Entrevista aos quatro mentores do programa, que bebem um shot antes de entrar no ar

Quando Aurea viu um lacrau – entenda-se, um escorpião venenoso – em cima da sua perna enquanto estava sentada nas icónicas cadeiras do The Voice Portugal, teve o impulso imediato de o sacudir com a mão. O lacrau foi parar em cima de Diogo Piçarra que estava a falar com um dos concorrentes das provas cegas. Não estavam em direto e Aurea tentou chamá-lo (ele não deu por nada) para lhe dizer: “Tens um lacrau.” Marisa Liz interrompe a conversa: “Eu não vi isso. Acho até hoje que é mentira.” Diogo reforça: “Não é mentira. Era tipo um escorpião, juro-te.”

O ambiente entre os quatro mentores do programa da RTP 1 – está a faltar aqui António Zambujo – é o de velhos amigos do liceu, sempre numa troca de galhardetes, mas que rapidamente se transforma numa

conversa séria sobre música.

No dia 9 de janeiro, quando os quatro se sentaram para conversar com a SÁBADO, antes de mais uma gala, não tinha havido nenhuma destas peripécias. Nem água entornada nos vestidos, nem curto-circuitos nas cadeiras – “uma vez chegou a deitar fumo”, contam – e ninguém no público tinha tido uma quebra de tensão. Só houve mesmo tensão quando se falou de vencedores ou de revistas cor-de-rosa. Já lá vamos.

Acham que a vossa dinâmica enquanto mentores é a chave do programa The Voice Portugal?

António Zambujo (AZ): Posso perguntar porque diz isso?

Instrução 1:
Volte a escrever, sem qualquer alteração, a totalidade da entrevista aos mentores do The Voice Portugal.
O texto e os registos não guardam qualquer relação entre si.

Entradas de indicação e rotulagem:
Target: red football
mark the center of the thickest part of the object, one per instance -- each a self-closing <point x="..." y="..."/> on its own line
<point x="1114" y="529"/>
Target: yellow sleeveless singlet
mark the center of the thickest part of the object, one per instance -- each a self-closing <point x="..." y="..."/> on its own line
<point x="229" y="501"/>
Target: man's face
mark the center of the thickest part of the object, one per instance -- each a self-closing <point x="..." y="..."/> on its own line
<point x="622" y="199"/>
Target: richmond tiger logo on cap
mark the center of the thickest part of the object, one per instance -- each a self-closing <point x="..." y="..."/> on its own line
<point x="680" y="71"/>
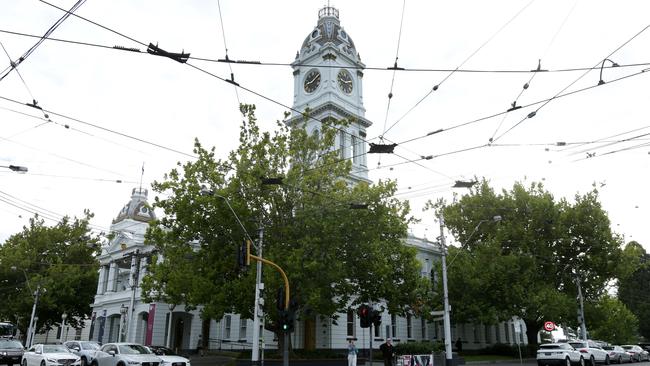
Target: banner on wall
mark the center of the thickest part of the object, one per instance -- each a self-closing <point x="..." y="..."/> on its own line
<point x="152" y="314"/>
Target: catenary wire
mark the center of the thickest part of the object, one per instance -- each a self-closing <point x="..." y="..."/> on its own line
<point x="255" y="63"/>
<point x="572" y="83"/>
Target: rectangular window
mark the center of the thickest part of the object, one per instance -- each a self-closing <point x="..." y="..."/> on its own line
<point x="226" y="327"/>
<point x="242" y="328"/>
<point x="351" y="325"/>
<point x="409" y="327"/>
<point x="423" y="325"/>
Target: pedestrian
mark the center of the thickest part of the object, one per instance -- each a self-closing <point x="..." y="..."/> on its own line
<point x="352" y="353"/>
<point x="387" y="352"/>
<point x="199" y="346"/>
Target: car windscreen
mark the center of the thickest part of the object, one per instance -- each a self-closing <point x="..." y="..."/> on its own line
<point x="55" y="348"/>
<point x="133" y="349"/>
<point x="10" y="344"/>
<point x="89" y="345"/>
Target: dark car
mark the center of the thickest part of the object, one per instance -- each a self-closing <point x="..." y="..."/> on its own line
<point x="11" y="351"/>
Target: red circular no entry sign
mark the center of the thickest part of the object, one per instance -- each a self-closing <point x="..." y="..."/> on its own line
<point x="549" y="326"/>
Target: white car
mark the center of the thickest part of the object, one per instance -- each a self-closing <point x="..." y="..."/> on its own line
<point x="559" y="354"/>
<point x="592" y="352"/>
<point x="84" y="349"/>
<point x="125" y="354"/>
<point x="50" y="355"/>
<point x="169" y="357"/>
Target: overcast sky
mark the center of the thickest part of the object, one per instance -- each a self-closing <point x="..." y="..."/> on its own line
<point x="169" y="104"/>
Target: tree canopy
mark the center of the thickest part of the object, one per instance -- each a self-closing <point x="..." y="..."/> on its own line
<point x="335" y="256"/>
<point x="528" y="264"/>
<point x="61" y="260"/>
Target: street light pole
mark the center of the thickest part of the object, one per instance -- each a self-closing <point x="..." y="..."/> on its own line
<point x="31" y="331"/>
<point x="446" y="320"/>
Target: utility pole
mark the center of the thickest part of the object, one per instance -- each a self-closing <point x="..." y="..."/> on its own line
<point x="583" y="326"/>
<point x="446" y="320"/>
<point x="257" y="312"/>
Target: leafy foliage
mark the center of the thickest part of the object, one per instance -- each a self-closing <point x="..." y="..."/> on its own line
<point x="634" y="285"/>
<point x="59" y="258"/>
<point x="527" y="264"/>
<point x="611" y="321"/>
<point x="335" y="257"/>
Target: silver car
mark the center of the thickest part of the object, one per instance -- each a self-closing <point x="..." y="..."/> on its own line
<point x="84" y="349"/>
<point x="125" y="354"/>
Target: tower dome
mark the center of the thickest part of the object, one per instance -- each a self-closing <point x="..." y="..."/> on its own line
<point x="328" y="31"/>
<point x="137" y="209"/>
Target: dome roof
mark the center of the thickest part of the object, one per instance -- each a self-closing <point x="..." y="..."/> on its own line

Instrução 2:
Reproduza fielmente apenas a parte dos registos que se inicia na linha que contém "Target: utility pole" e se estende até ao final dos registos, incluindo ambas as extremidades.

Resposta escrita 1:
Entrevista aos quatro mentores do programa, que bebem um shot antes de entrar no ar

Quando Aurea viu um lacrau – entenda-se, um escorpião venenoso – em cima da sua perna enquanto estava sentada nas icónicas cadeiras do The Voice Portugal, teve o impulso imediato de o sacudir com a mão. O lacrau foi parar em cima de Diogo Piçarra que estava a falar com um dos concorrentes das provas cegas. Não estavam em direto e Aurea tentou chamá-lo (ele não deu por nada) para lhe dizer: “Tens um lacrau.” Marisa Liz interrompe a conversa: “Eu não vi isso. Acho até hoje que é mentira.” Diogo reforça: “Não é mentira. Era tipo um escorpião, juro-te.”

O ambiente entre os quatro mentores do programa da RTP 1 – está a faltar aqui António Zambujo – é o de velhos amigos do liceu, sempre numa troca de galhardetes, mas que rapidamente se transforma numa

conversa séria sobre música.

No dia 9 de janeiro, quando os quatro se sentaram para conversar com a SÁBADO, antes de mais uma gala, não tinha havido nenhuma destas peripécias. Nem água entornada nos vestidos, nem curto-circuitos nas cadeiras – “uma vez chegou a deitar fumo”, contam – e ninguém no público tinha tido uma quebra de tensão. Só houve mesmo tensão quando se falou de vencedores ou de revistas cor-de-rosa. Já lá vamos.

Acham que a vossa dinâmica enquanto mentores é a chave do programa The Voice Portugal?

António Zambujo (AZ): Posso perguntar porque diz isso?

Resposta escrita 2:
Target: utility pole
mark the center of the thickest part of the object, one per instance -- each a self-closing <point x="..." y="..."/> on its own line
<point x="583" y="326"/>
<point x="446" y="320"/>
<point x="257" y="312"/>
Target: leafy foliage
mark the center of the thickest part of the object, one per instance -- each a self-closing <point x="..." y="..."/> on its own line
<point x="634" y="285"/>
<point x="59" y="258"/>
<point x="527" y="264"/>
<point x="611" y="321"/>
<point x="335" y="257"/>
Target: silver car
mark the center of the thickest part of the object, one per instance -- each a self-closing <point x="..." y="..."/> on its own line
<point x="84" y="349"/>
<point x="125" y="354"/>
Target: tower dome
mark the center of the thickest part of the object, one per instance -- each a self-closing <point x="..." y="..."/> on its own line
<point x="328" y="31"/>
<point x="137" y="209"/>
Target: dome roof
mark the center of the thickest part of the object, one per instance -- each a self-closing <point x="..." y="..."/> on its own line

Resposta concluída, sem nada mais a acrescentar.